◆ Problem:
Set down exactly the lines below, from the one containing "Please put a marker on the girl's bare" through the final line, and include no others.

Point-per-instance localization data
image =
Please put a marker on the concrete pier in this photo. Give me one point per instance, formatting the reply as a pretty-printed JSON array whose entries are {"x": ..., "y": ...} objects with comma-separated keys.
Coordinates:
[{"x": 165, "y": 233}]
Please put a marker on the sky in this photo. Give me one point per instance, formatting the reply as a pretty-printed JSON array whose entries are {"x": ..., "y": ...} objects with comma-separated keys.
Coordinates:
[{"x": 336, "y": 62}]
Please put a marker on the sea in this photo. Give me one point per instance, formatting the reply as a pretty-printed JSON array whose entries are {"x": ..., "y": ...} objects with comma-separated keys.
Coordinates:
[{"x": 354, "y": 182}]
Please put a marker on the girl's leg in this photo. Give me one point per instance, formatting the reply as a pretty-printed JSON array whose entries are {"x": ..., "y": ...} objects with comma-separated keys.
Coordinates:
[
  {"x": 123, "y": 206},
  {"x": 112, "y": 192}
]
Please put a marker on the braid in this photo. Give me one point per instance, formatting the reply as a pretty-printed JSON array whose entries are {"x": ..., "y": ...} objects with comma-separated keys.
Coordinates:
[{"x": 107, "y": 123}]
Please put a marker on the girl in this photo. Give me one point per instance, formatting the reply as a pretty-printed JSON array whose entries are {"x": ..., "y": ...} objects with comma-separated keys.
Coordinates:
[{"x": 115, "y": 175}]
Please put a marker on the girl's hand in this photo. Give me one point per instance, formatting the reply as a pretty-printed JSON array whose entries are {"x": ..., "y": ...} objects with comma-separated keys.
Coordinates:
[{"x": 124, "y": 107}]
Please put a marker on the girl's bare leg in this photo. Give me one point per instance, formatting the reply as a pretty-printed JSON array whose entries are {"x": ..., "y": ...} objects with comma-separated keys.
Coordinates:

◆ Your response:
Please put a marker on the girl's bare leg in this photo. Give me one point per instance, formatting the reply as a pretty-printed JSON array whose entries are {"x": ..., "y": ...} objects with comma-separated keys.
Coordinates:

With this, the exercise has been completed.